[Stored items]

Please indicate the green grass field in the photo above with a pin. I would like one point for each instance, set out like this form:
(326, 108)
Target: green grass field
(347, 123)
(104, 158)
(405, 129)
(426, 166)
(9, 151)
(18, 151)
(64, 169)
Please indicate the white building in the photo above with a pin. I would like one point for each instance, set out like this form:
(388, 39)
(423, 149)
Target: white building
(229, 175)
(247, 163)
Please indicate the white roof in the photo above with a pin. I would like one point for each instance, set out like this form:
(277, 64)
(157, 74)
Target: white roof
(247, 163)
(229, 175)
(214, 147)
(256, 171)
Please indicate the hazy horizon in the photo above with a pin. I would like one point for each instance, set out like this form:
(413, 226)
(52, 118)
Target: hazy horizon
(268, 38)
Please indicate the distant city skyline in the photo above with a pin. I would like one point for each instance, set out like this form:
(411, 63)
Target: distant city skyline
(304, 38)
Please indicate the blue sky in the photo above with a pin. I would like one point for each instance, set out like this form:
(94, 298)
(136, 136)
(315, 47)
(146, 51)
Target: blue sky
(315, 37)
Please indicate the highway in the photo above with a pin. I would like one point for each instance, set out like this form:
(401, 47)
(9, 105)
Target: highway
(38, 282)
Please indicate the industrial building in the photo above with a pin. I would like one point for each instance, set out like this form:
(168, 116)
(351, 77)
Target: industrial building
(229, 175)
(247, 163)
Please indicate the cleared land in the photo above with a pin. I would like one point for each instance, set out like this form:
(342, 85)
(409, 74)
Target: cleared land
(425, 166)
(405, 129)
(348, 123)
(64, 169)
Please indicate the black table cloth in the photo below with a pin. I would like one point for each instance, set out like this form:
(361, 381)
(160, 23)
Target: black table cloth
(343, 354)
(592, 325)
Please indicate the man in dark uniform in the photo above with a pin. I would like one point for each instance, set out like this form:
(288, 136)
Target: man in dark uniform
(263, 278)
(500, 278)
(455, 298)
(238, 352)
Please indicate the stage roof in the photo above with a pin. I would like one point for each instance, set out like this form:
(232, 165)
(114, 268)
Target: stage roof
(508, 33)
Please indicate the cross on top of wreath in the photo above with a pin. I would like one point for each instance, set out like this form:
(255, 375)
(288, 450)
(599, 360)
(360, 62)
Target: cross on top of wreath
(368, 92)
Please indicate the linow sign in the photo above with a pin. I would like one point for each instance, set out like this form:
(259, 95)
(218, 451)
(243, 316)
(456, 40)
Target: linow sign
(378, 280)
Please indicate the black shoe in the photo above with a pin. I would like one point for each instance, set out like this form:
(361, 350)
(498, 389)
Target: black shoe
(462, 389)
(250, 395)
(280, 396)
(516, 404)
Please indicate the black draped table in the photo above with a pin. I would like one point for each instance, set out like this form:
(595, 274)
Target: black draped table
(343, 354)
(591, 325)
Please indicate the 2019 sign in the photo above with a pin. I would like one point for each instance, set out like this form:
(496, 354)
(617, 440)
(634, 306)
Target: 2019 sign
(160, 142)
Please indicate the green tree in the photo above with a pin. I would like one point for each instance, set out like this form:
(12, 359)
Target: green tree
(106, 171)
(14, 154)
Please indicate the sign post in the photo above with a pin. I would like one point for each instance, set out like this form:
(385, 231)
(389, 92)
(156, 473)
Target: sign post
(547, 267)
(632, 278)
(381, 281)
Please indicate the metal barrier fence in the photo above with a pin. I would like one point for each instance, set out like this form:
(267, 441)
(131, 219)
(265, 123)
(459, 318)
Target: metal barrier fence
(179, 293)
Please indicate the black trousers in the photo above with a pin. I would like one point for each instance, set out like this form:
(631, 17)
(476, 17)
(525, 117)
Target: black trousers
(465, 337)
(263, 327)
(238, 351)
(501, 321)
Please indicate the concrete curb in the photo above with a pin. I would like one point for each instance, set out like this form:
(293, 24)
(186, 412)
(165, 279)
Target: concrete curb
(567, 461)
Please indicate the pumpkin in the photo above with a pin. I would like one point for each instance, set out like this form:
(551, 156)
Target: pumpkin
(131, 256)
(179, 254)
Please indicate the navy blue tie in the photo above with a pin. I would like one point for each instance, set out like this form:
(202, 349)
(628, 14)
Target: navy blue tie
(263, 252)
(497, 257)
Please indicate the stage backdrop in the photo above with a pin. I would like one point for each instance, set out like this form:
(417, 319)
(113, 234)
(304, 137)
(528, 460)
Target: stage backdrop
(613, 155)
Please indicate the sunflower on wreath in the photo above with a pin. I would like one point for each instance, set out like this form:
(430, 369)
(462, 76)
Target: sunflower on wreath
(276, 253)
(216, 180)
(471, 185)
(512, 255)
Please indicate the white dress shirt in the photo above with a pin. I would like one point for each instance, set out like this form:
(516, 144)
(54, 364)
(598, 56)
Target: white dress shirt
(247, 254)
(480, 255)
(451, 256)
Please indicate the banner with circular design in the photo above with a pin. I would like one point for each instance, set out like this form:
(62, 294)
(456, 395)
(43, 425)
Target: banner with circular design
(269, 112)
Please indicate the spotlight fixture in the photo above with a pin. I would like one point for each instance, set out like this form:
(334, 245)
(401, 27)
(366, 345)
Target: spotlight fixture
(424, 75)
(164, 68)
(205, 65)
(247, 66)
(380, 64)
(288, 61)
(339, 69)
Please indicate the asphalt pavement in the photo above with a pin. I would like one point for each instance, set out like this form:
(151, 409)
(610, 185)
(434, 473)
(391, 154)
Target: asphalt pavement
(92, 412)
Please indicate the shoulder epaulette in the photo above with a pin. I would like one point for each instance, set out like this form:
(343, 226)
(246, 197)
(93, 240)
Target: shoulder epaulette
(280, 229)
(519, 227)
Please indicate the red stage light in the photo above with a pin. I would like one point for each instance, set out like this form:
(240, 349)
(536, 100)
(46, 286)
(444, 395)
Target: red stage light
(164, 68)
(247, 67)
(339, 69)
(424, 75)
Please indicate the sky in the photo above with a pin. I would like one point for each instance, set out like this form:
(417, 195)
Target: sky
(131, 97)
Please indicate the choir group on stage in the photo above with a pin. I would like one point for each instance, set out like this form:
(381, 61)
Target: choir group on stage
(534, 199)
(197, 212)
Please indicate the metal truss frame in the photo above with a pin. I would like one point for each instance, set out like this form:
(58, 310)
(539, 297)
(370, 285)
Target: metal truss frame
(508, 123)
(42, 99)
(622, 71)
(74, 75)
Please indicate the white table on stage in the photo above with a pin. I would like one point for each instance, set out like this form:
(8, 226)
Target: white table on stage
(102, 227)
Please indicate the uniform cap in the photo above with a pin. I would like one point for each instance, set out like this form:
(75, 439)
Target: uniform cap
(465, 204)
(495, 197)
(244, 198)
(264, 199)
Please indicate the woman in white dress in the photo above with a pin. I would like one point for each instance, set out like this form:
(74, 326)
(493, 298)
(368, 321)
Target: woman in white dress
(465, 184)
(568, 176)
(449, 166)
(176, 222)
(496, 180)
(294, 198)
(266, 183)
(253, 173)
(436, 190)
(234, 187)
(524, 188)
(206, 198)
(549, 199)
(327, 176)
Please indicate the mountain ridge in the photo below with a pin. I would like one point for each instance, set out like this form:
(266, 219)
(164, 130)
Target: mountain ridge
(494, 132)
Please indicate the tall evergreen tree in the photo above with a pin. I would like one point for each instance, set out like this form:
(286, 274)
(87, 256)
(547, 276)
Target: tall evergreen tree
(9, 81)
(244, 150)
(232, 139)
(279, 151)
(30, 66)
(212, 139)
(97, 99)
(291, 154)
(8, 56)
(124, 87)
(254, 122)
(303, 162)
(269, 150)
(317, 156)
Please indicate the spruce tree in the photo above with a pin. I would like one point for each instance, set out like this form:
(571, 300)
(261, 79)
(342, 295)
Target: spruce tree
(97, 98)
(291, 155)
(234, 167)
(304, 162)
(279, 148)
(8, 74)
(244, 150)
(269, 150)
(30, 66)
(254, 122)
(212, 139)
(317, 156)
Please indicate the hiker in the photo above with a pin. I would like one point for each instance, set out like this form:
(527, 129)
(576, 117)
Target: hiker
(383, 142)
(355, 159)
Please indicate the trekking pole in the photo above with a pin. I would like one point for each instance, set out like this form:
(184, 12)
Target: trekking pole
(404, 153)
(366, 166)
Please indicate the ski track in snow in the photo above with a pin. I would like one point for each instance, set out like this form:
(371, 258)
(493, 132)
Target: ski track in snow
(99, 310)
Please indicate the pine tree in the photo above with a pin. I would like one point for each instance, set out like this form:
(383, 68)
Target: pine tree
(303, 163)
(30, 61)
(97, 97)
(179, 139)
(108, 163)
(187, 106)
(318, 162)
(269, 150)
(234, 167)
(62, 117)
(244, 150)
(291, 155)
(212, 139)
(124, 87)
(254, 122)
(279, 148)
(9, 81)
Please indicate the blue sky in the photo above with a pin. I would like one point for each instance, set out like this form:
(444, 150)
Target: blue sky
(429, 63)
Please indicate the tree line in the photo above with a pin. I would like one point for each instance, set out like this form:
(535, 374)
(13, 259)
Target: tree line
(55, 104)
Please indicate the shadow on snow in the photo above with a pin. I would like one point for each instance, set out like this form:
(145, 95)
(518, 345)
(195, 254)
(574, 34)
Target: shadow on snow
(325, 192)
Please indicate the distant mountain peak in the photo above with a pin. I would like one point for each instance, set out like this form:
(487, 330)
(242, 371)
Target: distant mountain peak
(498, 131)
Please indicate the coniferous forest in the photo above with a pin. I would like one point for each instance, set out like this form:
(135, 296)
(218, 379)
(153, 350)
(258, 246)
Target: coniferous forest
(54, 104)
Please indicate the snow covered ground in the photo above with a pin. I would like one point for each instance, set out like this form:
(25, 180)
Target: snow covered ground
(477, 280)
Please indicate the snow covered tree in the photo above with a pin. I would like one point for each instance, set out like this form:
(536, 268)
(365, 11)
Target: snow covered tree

WHAT YOU NEED TO DO » For each line above that includes "below", copy the line.

WRITTEN ANSWER »
Please indicate the black table cloth in the photo below with a pin. I would like one point for each instance, set out like this form:
Please indicate the mountain ridge in the photo below with a pin. I would like one point for each instance, set out like this form:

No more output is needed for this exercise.